_Exercise aim_
Your task is to find every line in the records that holds the string "fingernail" and copy it.
**** Information supplied
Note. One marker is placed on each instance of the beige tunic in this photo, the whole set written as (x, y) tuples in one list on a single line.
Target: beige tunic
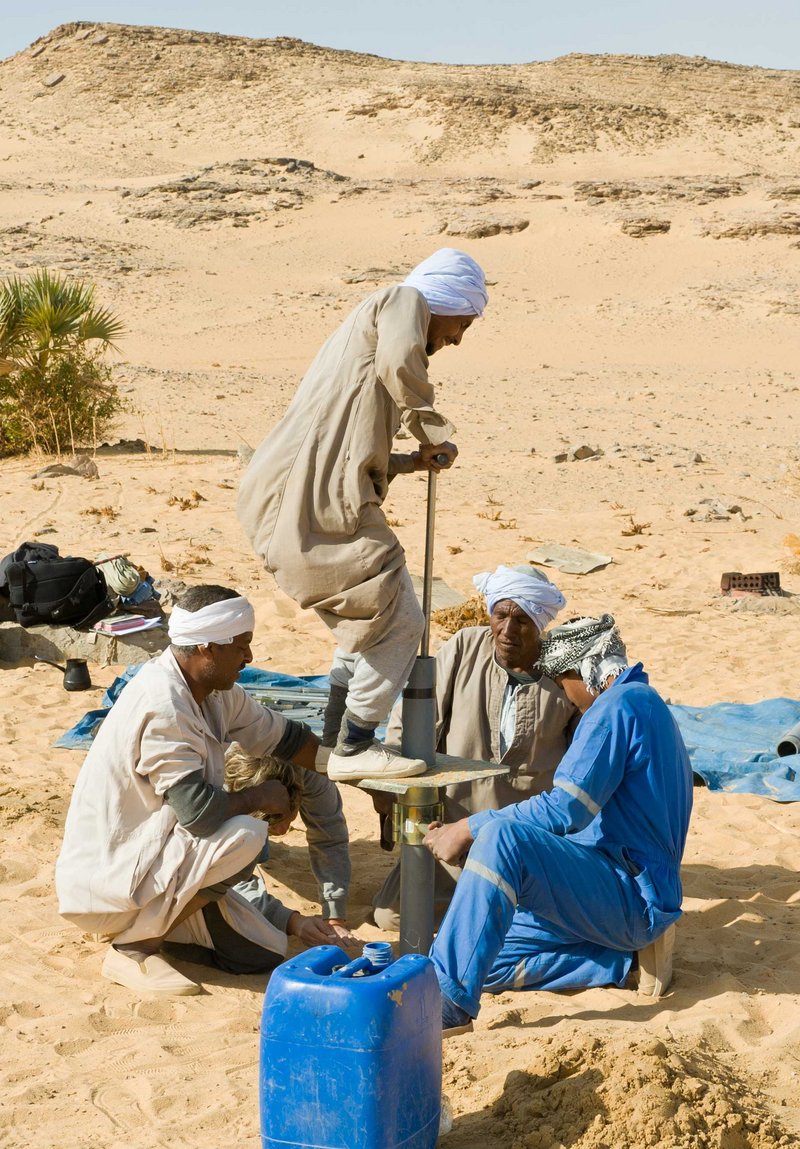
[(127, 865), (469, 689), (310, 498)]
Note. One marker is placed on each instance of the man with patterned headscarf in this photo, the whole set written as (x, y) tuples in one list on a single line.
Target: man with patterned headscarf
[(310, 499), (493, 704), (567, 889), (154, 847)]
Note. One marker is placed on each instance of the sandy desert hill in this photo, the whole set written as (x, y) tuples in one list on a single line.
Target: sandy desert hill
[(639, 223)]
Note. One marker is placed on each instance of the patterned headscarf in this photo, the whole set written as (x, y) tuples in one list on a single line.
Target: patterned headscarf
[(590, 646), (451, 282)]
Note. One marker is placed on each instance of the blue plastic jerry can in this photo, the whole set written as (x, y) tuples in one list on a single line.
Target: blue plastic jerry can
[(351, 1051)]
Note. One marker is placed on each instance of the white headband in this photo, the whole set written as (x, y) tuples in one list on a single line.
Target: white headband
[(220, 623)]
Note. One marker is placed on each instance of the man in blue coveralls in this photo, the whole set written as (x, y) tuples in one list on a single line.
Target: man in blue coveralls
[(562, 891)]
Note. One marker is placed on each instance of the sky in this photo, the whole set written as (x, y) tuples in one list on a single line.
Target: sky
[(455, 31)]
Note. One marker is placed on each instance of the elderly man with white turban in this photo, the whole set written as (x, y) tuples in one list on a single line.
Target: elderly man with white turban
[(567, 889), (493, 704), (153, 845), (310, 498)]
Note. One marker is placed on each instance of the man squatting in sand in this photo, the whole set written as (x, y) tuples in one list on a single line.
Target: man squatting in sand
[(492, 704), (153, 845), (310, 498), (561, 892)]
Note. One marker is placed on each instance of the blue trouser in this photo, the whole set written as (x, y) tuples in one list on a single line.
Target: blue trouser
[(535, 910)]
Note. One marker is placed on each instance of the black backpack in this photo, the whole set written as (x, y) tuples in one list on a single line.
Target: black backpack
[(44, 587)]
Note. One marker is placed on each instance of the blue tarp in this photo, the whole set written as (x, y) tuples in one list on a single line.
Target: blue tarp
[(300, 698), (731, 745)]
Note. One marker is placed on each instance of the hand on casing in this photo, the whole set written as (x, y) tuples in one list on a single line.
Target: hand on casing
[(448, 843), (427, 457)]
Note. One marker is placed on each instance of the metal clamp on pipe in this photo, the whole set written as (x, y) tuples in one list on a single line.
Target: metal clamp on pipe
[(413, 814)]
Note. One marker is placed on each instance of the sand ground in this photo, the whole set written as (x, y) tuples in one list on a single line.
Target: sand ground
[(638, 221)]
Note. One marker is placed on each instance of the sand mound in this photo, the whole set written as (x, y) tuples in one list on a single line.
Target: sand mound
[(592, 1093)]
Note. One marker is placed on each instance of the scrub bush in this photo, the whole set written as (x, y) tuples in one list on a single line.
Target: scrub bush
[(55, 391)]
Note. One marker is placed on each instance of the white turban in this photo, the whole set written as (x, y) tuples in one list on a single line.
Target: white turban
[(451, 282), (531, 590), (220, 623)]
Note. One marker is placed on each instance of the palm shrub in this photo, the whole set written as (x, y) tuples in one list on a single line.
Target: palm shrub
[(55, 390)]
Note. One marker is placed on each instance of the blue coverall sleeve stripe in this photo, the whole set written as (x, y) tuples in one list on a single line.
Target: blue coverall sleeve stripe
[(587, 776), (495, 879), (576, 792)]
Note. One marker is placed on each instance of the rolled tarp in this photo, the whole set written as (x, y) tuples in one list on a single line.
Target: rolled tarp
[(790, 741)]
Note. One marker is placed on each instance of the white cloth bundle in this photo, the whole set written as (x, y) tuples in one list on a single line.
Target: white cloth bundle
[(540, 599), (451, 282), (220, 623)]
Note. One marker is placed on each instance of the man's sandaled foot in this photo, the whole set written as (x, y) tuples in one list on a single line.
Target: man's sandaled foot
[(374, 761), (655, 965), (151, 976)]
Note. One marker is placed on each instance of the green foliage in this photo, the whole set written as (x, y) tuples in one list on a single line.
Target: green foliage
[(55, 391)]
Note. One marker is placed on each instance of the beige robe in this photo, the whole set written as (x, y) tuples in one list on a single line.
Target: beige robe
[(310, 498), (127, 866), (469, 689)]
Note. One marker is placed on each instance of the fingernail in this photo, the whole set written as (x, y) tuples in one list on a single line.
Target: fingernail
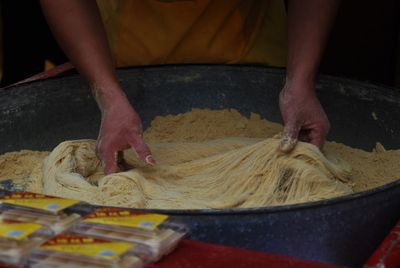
********
_Solved problem_
Note. One marker is placed on each instance of the fingernail in this photo, the whole set written as (x, y) tuples in one list on a single line.
Target: fingernail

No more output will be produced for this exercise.